▶ _Listed entries_

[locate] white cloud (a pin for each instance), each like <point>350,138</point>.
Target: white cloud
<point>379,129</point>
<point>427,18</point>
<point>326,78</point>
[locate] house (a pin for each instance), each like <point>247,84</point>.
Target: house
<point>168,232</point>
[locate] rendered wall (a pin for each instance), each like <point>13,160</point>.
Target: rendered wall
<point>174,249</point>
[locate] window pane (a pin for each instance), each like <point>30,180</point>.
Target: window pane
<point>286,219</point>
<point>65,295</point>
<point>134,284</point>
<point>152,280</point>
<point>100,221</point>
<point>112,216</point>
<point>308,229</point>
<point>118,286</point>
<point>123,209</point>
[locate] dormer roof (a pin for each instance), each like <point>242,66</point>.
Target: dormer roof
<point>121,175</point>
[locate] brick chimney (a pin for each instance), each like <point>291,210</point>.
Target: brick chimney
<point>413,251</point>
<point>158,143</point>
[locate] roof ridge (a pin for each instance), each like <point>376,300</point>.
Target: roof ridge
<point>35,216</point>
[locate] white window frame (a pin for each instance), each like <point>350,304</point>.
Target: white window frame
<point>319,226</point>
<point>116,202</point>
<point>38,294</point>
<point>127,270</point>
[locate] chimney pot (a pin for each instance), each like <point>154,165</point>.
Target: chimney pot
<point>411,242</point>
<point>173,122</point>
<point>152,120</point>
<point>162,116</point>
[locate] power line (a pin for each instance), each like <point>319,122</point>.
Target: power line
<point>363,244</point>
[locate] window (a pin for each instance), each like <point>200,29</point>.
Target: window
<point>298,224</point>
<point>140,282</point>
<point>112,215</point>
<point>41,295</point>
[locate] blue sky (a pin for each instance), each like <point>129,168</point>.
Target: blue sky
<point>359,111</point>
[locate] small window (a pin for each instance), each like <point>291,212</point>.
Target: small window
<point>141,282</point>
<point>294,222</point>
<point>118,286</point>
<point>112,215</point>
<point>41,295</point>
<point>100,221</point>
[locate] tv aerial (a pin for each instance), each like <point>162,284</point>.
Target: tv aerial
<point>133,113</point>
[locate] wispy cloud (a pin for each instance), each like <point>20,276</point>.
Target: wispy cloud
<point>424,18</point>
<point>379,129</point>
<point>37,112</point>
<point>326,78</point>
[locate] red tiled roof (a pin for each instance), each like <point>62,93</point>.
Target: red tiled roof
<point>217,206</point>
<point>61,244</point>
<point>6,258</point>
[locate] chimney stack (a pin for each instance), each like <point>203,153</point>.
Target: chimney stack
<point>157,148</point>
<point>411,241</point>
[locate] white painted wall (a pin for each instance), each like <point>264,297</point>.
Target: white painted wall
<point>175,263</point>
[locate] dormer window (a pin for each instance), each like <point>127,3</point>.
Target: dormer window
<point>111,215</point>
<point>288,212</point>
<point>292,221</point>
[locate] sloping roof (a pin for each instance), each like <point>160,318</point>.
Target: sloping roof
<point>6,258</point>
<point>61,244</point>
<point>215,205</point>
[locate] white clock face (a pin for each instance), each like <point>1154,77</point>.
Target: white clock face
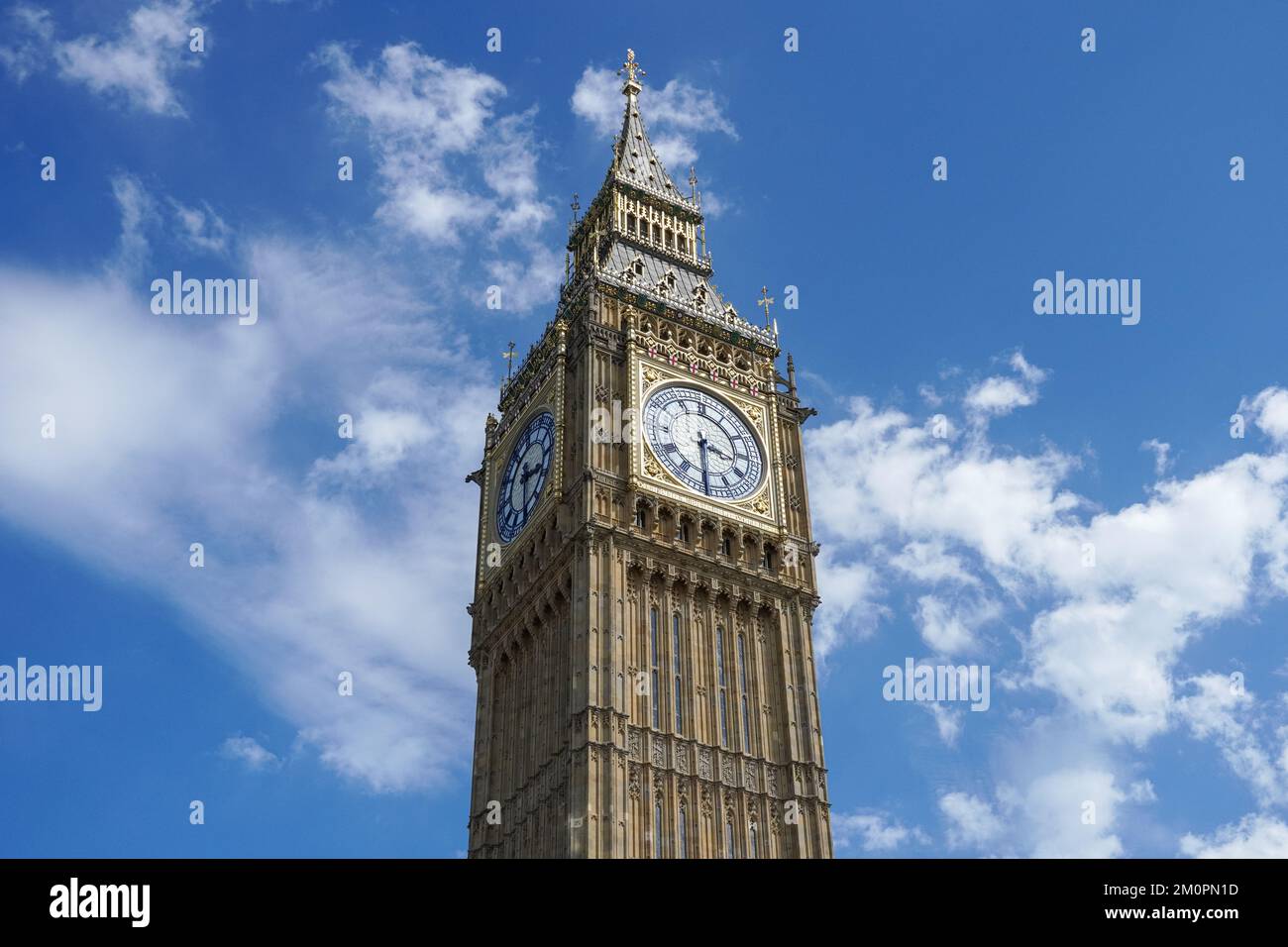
<point>703,442</point>
<point>524,475</point>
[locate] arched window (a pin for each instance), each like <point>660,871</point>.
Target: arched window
<point>678,692</point>
<point>653,692</point>
<point>724,722</point>
<point>742,686</point>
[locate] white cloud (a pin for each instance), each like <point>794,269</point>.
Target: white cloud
<point>1160,451</point>
<point>1253,836</point>
<point>201,227</point>
<point>168,431</point>
<point>31,42</point>
<point>1216,707</point>
<point>1270,412</point>
<point>675,115</point>
<point>250,753</point>
<point>1000,394</point>
<point>986,527</point>
<point>971,821</point>
<point>874,831</point>
<point>949,628</point>
<point>450,167</point>
<point>140,63</point>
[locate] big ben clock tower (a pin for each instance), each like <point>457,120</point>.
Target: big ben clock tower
<point>645,582</point>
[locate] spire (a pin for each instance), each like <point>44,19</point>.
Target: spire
<point>635,162</point>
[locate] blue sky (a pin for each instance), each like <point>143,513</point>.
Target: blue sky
<point>1111,684</point>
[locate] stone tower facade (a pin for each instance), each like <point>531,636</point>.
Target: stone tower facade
<point>645,587</point>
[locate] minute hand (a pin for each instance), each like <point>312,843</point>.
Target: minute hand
<point>702,453</point>
<point>717,451</point>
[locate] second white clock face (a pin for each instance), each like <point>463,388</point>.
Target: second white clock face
<point>703,442</point>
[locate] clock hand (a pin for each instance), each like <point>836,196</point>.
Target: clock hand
<point>702,451</point>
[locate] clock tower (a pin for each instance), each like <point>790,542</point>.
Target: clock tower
<point>645,578</point>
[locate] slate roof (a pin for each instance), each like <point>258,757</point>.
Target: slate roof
<point>635,162</point>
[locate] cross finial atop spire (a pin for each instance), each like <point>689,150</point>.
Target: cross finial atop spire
<point>630,67</point>
<point>509,359</point>
<point>765,300</point>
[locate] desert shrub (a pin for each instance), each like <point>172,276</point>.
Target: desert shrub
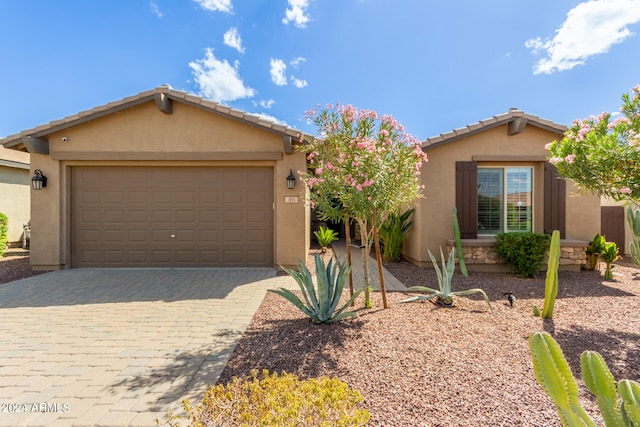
<point>523,252</point>
<point>277,400</point>
<point>392,235</point>
<point>4,230</point>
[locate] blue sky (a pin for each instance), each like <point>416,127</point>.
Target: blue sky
<point>434,66</point>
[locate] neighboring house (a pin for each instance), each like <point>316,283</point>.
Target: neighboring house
<point>15,182</point>
<point>495,172</point>
<point>165,179</point>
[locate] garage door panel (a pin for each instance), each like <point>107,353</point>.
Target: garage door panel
<point>125,217</point>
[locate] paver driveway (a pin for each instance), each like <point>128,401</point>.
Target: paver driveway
<point>119,347</point>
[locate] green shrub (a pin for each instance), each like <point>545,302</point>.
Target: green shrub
<point>392,234</point>
<point>325,236</point>
<point>609,255</point>
<point>4,229</point>
<point>277,400</point>
<point>523,252</point>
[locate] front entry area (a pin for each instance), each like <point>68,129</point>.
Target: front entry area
<point>125,216</point>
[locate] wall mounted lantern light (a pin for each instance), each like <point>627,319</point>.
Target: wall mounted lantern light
<point>291,180</point>
<point>38,181</point>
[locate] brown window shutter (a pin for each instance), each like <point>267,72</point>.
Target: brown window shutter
<point>555,196</point>
<point>467,198</point>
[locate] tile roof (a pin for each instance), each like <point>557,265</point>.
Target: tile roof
<point>511,116</point>
<point>15,141</point>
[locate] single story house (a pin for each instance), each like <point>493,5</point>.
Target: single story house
<point>15,181</point>
<point>168,179</point>
<point>165,179</point>
<point>495,173</point>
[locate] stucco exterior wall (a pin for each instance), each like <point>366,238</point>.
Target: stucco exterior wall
<point>14,199</point>
<point>492,147</point>
<point>143,135</point>
<point>628,234</point>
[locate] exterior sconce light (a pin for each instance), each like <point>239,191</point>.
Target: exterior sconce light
<point>38,181</point>
<point>291,180</point>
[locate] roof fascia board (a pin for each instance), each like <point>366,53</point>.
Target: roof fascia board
<point>12,164</point>
<point>35,145</point>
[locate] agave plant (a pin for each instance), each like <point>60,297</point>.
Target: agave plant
<point>444,296</point>
<point>325,236</point>
<point>320,306</point>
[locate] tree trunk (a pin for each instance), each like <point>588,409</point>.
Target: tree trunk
<point>347,230</point>
<point>376,240</point>
<point>364,236</point>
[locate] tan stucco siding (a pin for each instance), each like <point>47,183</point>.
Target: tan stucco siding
<point>145,129</point>
<point>14,199</point>
<point>134,137</point>
<point>493,147</point>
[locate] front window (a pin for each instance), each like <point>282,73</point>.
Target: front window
<point>505,199</point>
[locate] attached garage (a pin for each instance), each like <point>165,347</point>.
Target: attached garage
<point>165,179</point>
<point>172,217</point>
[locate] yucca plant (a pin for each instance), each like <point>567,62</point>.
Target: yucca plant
<point>320,306</point>
<point>325,236</point>
<point>609,255</point>
<point>594,249</point>
<point>392,235</point>
<point>444,296</point>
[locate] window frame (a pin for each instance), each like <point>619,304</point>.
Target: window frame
<point>504,215</point>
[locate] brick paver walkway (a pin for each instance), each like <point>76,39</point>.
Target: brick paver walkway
<point>119,347</point>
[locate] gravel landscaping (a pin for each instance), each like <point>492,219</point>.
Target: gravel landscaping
<point>420,365</point>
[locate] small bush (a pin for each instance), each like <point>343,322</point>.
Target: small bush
<point>523,252</point>
<point>392,235</point>
<point>4,230</point>
<point>277,400</point>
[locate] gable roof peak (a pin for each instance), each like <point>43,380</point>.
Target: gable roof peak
<point>515,119</point>
<point>163,95</point>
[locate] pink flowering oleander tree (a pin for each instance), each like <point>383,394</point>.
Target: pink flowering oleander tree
<point>602,154</point>
<point>361,166</point>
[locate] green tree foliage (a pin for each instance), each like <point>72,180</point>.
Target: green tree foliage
<point>361,166</point>
<point>602,154</point>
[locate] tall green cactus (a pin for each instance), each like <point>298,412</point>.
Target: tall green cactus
<point>634,222</point>
<point>456,234</point>
<point>554,375</point>
<point>551,283</point>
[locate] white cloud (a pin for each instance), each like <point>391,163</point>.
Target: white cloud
<point>155,10</point>
<point>232,39</point>
<point>267,103</point>
<point>296,13</point>
<point>590,29</point>
<point>299,83</point>
<point>297,61</point>
<point>278,72</point>
<point>218,80</point>
<point>215,5</point>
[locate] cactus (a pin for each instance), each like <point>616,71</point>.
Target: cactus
<point>554,375</point>
<point>456,234</point>
<point>634,224</point>
<point>551,282</point>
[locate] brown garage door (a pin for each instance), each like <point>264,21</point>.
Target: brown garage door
<point>172,217</point>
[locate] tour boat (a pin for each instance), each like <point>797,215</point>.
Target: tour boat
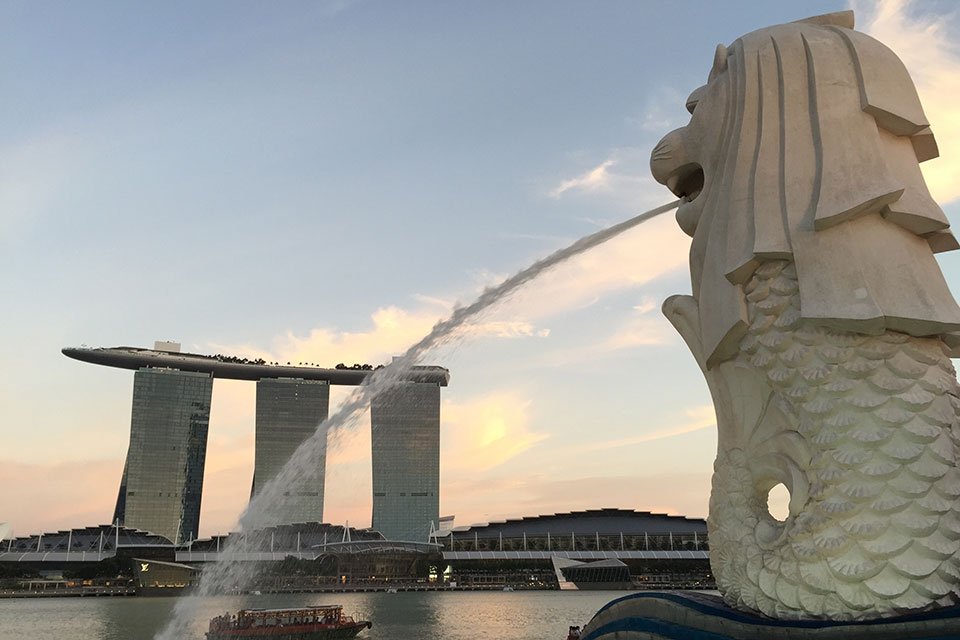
<point>304,623</point>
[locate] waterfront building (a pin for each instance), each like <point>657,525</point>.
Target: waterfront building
<point>658,550</point>
<point>162,481</point>
<point>169,427</point>
<point>405,438</point>
<point>288,412</point>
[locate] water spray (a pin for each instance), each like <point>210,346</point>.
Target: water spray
<point>231,573</point>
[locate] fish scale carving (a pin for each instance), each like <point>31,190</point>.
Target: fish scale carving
<point>879,531</point>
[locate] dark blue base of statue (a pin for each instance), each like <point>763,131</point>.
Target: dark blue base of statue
<point>699,616</point>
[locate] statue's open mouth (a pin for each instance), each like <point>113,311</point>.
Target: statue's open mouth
<point>686,182</point>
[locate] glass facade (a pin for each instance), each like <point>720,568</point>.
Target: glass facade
<point>163,476</point>
<point>405,438</point>
<point>288,412</point>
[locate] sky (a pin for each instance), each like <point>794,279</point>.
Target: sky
<point>323,181</point>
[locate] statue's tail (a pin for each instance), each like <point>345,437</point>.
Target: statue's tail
<point>863,431</point>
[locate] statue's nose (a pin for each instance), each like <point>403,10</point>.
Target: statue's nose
<point>668,156</point>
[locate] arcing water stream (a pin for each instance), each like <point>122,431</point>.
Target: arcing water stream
<point>230,572</point>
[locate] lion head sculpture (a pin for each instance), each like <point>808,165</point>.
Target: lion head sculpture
<point>804,145</point>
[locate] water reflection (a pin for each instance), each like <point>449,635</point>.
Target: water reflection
<point>519,615</point>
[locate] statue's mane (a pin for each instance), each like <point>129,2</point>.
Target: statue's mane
<point>823,130</point>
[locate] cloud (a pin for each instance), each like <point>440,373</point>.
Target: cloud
<point>927,44</point>
<point>593,180</point>
<point>72,494</point>
<point>485,432</point>
<point>664,112</point>
<point>392,332</point>
<point>696,418</point>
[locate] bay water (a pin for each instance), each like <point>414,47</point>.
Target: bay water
<point>460,615</point>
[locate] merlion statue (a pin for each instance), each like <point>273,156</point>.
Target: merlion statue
<point>822,324</point>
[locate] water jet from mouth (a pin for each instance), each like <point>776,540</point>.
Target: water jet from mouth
<point>230,572</point>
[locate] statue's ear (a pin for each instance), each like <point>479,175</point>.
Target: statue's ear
<point>837,19</point>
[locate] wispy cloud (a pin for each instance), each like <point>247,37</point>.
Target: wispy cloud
<point>663,112</point>
<point>485,432</point>
<point>696,418</point>
<point>927,42</point>
<point>593,180</point>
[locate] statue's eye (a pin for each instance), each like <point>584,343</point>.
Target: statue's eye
<point>694,99</point>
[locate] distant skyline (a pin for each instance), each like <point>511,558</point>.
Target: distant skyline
<point>323,183</point>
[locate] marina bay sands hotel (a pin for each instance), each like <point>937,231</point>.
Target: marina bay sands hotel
<point>162,481</point>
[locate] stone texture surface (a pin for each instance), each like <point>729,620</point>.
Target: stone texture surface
<point>823,325</point>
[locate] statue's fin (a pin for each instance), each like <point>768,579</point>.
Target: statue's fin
<point>837,19</point>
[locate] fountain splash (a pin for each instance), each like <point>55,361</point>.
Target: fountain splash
<point>230,572</point>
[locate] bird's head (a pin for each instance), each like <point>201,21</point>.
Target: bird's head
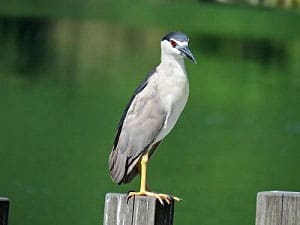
<point>175,44</point>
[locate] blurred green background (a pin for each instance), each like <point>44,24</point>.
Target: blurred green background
<point>68,68</point>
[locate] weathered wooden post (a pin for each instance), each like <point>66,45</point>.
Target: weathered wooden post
<point>136,211</point>
<point>278,208</point>
<point>4,206</point>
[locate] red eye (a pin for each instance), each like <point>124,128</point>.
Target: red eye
<point>173,43</point>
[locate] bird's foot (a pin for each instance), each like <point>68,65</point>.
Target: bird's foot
<point>160,197</point>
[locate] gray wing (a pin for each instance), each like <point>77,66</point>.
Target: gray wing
<point>139,126</point>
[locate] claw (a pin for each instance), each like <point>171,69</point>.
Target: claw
<point>160,197</point>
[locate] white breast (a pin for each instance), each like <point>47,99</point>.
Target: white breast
<point>174,91</point>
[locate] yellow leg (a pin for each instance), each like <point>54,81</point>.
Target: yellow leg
<point>144,162</point>
<point>143,188</point>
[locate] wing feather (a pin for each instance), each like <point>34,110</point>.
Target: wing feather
<point>140,124</point>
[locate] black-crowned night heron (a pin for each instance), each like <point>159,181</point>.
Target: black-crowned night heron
<point>151,114</point>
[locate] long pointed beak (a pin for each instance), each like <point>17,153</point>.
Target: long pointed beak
<point>185,51</point>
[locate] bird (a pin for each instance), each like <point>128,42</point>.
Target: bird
<point>151,114</point>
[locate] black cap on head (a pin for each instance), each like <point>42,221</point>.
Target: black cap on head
<point>178,36</point>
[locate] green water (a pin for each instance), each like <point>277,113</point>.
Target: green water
<point>62,95</point>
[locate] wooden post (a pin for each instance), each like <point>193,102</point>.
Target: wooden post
<point>278,208</point>
<point>4,206</point>
<point>138,210</point>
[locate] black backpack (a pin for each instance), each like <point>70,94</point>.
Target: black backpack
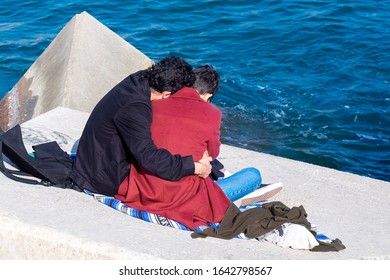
<point>49,164</point>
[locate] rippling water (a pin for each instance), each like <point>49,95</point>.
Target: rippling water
<point>307,80</point>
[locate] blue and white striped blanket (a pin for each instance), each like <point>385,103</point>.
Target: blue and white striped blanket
<point>157,219</point>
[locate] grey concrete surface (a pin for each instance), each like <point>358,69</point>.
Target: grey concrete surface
<point>84,61</point>
<point>38,222</point>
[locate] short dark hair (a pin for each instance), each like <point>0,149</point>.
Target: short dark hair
<point>170,74</point>
<point>207,79</point>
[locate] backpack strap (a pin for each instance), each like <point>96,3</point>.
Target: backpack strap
<point>12,173</point>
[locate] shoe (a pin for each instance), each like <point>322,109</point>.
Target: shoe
<point>265,192</point>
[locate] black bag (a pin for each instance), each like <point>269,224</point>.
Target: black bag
<point>50,164</point>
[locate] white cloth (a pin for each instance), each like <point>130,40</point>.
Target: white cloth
<point>292,236</point>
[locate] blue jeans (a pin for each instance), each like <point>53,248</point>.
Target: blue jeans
<point>240,183</point>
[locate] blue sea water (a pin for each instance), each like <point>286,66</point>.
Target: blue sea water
<point>307,80</point>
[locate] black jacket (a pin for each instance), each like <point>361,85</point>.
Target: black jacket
<point>117,132</point>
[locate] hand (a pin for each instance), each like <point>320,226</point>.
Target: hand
<point>203,167</point>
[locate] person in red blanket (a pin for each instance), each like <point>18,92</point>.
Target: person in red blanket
<point>186,123</point>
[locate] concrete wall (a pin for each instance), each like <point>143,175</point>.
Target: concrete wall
<point>83,62</point>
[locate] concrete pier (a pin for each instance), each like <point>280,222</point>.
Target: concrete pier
<point>83,62</point>
<point>53,100</point>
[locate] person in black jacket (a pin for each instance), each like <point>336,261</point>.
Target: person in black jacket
<point>118,131</point>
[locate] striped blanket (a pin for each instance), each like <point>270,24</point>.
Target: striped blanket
<point>157,219</point>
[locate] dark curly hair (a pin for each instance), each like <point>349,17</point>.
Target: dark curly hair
<point>207,79</point>
<point>170,74</point>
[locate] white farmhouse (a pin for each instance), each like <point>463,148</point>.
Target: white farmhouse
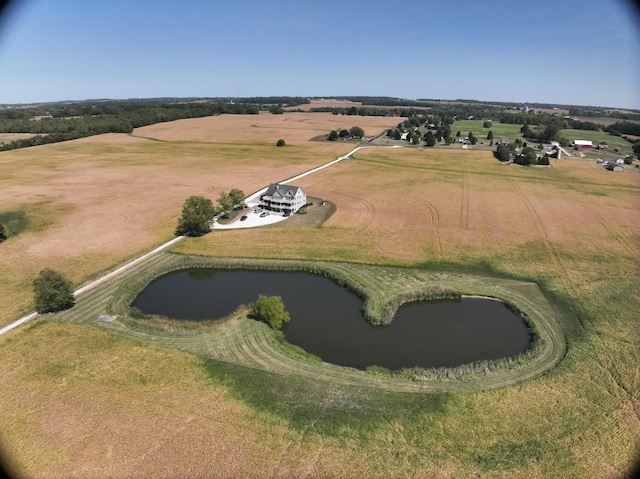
<point>283,198</point>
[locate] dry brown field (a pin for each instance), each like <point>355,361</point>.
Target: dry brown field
<point>7,137</point>
<point>81,403</point>
<point>97,201</point>
<point>408,206</point>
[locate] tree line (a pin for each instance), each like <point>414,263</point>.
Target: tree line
<point>79,120</point>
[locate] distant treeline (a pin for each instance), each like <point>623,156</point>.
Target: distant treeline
<point>442,112</point>
<point>623,128</point>
<point>62,122</point>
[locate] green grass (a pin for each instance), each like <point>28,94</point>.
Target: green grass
<point>597,137</point>
<point>500,130</point>
<point>253,344</point>
<point>15,221</point>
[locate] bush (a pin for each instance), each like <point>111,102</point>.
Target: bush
<point>52,292</point>
<point>270,310</point>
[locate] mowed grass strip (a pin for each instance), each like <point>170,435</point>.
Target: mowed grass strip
<point>96,202</point>
<point>253,344</point>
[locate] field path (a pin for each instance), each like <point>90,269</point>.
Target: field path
<point>98,281</point>
<point>249,200</point>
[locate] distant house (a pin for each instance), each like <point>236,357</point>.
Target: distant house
<point>582,144</point>
<point>554,153</point>
<point>283,198</point>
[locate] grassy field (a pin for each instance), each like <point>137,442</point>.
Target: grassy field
<point>500,130</point>
<point>234,402</point>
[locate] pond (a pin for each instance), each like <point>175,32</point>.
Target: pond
<point>326,319</point>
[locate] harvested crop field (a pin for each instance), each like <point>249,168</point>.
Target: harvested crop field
<point>127,407</point>
<point>8,137</point>
<point>94,202</point>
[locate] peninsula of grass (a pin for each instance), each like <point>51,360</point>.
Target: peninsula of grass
<point>242,341</point>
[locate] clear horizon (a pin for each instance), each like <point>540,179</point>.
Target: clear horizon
<point>568,53</point>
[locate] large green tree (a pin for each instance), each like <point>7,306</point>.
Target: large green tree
<point>526,157</point>
<point>237,196</point>
<point>270,309</point>
<point>197,212</point>
<point>52,292</point>
<point>356,132</point>
<point>430,138</point>
<point>502,153</point>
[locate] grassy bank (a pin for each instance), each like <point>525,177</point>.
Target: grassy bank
<point>131,401</point>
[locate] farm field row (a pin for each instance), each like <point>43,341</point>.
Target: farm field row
<point>152,410</point>
<point>512,132</point>
<point>95,202</point>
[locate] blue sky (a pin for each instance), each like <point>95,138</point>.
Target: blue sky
<point>583,52</point>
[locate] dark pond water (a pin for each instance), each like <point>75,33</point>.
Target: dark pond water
<point>326,319</point>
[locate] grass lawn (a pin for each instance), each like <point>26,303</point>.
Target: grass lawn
<point>500,130</point>
<point>132,402</point>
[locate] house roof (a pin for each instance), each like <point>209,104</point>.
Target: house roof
<point>276,189</point>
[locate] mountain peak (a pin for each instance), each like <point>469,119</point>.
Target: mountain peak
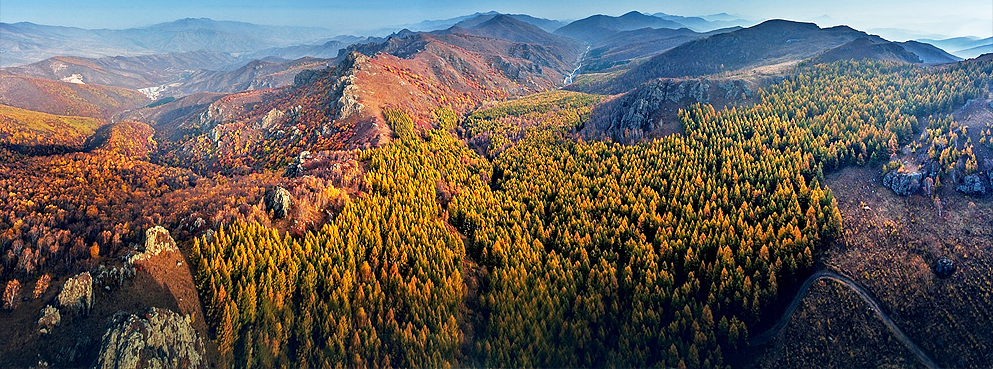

▶ _Prompt_
Update the rows from the line containing "[locate] mountain peak" through the end of the rows by replacing "mountain peak" with "hilltop" and keeping everything else the same. Leave the pictures out of your answer.

▶ _Answer_
[locate] hilltop (a pin for each instance), each like <point>469,119</point>.
Target: hilltop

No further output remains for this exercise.